━━━━━ DATA FOR THIS EXERCISE ━━━━━
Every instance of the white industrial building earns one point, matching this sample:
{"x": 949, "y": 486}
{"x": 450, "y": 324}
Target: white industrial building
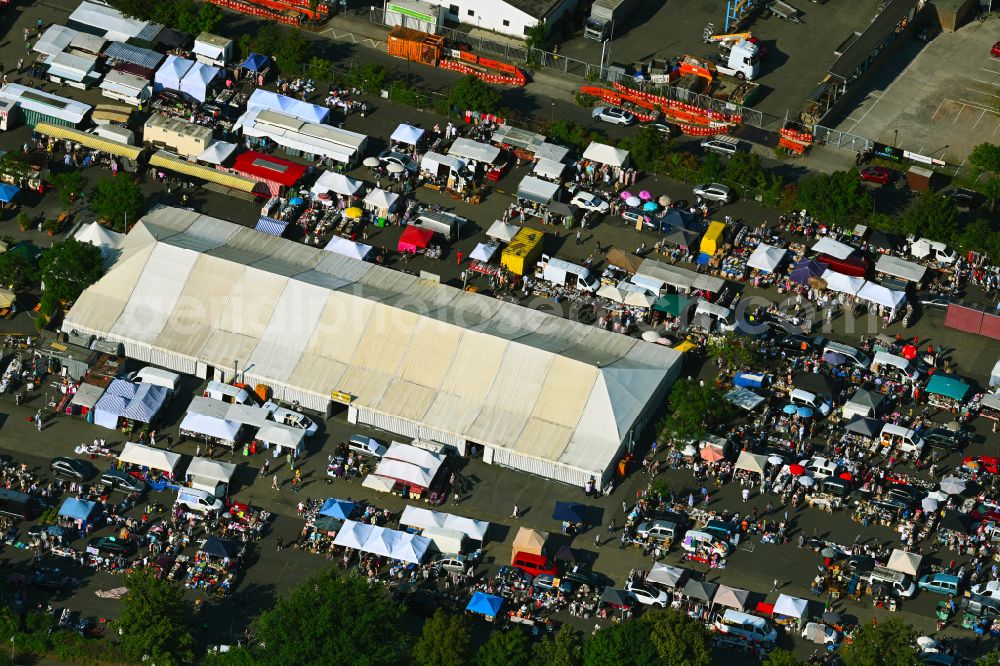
{"x": 508, "y": 17}
{"x": 539, "y": 393}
━━━━━
• [WHAT NEEDS TO BE DONE] Repeat every line of the data above exactly, but drop the pictures.

• [ANSWER FOR THE TASK]
Every instance of the white industrial building earns one point, matching this sample:
{"x": 949, "y": 486}
{"x": 450, "y": 324}
Target: white industrial building
{"x": 508, "y": 17}
{"x": 539, "y": 393}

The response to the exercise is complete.